▸ **WHAT IS NEEDED**:
Could you continue the passage about sorting sentences into clusters and extracting topics, starting right after its last sentence?

▸ **DOCUMENT SEGMENT**:
-- Begin --
For example, from each of the multiple clusters classified in the processing at S33, the topic extraction unit 113 extracts a topic composed of one or more words indicating a feature of the multiple sentences included in the concerned cluster (S34).
Next, for example, as a specific sentence for each of the multiple clusters classified in the processing at S33, the sentence identification unit 114 identifies each sentence containing a specific word whose expression ambiguity satisfies the first condition among the multiple sentences included in the concerned cluster (S35).
For example, as a specific sentence for each of the multiple clusters classified in the processing at S33, the sentence identification unit 114 identifies each sentence whose creator's mental state satisfies the second condition among the multiple sentences included in the concerned cluster (S36).
After that, as presented in FIG. 19 , for example, for each of the multiple clusters classified in the processing at S33, the turning determination unit 115 calculates a value indicating the occurrence state of the specific sentences meeting the first condition in the multiple sentences included in the concerned cluster (S41).
-- End --
▸ **ENTRIES PROVIDED**:
-- Begin --
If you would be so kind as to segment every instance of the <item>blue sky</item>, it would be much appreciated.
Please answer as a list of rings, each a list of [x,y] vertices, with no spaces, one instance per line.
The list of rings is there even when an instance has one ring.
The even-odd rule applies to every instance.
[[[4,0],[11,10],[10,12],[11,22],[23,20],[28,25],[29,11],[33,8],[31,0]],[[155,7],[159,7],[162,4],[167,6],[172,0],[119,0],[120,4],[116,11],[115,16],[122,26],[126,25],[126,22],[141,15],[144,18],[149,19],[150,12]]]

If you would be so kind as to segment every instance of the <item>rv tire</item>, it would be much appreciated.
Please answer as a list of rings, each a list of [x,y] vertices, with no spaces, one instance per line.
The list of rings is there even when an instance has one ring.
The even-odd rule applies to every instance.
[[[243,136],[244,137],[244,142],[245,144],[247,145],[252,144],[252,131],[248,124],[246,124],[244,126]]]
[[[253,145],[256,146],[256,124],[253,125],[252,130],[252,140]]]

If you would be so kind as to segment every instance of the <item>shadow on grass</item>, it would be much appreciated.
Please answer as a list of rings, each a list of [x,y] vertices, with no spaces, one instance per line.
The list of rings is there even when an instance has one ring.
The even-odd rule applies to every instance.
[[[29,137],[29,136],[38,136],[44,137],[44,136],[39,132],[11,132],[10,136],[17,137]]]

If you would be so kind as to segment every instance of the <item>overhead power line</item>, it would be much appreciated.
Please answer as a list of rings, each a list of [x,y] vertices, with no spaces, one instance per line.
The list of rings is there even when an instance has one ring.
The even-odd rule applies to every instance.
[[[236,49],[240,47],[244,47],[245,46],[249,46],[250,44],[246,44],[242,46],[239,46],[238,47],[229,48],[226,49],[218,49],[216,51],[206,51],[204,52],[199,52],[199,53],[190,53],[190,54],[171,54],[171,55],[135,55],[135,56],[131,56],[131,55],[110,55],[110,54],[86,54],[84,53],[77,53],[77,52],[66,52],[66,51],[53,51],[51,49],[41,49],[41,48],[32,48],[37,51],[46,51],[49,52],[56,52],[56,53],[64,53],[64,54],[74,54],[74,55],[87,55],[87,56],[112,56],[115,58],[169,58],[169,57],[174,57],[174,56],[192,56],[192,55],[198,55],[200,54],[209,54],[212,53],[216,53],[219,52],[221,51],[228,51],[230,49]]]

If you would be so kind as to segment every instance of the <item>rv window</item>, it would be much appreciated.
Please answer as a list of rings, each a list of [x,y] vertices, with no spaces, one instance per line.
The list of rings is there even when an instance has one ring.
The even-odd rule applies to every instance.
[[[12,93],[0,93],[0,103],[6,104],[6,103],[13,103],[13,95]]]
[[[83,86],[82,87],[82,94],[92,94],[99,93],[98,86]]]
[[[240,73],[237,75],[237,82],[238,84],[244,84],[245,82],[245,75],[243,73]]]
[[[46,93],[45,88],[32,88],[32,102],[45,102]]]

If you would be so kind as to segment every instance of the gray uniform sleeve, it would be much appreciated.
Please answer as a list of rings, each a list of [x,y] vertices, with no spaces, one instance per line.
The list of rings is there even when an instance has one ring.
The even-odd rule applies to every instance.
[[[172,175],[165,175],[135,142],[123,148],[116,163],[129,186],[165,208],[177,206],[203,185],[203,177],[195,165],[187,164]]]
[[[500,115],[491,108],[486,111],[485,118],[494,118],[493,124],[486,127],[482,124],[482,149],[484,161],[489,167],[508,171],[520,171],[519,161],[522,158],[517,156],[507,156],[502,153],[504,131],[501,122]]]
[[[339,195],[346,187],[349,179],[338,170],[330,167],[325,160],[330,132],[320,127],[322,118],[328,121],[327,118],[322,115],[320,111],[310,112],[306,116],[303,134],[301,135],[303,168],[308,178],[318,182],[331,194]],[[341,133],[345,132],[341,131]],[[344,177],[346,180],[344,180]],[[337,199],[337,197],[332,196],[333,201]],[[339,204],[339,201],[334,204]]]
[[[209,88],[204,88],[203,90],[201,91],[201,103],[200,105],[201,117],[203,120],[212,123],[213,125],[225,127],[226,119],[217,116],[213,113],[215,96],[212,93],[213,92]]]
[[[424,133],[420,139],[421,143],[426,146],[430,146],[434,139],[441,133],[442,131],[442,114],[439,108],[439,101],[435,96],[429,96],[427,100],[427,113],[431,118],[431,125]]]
-- End --
▸ **OUTPUT OF THE TASK**:
For example, the turning determination unit 115 may calculate the number of occurrences per unit time of the specific sentences meeting the first condition for each of the multiple clusters classified in the processing at S33. For example, the turning determination unit 115 may calculate an increase or decrease rate of the number of occurrences per unit time of the specific sentences meeting the first condition for each of the multiple clusters classified in the processing at S33. For example, the turning determination unit 115 may calculate the occurrence ratio per unit time of the specific sentences meeting the first condition for each of the multiple clusters classified in the processing at S33. For example, the turning determination unit 115 may calculate an increase or decrease rate of the occurrence ratio per unit time of the specific sentences meeting the first condition for each of the multiple clusters classified in the processing at S33.
For example, for each of the multiple clusters classified in the processing at S33, the turning determination unit 115 acquires a value output from the first learning model in response to input of the value calculated in the processing at S41 (S42).
For example, for each of the multiple clusters classified in the processing at S33, the turning determination unit 115 calculates a value indicating the occurrence state of the specific sentences meeting the second condition in the multiple sentences included in the concerned cluster (S43).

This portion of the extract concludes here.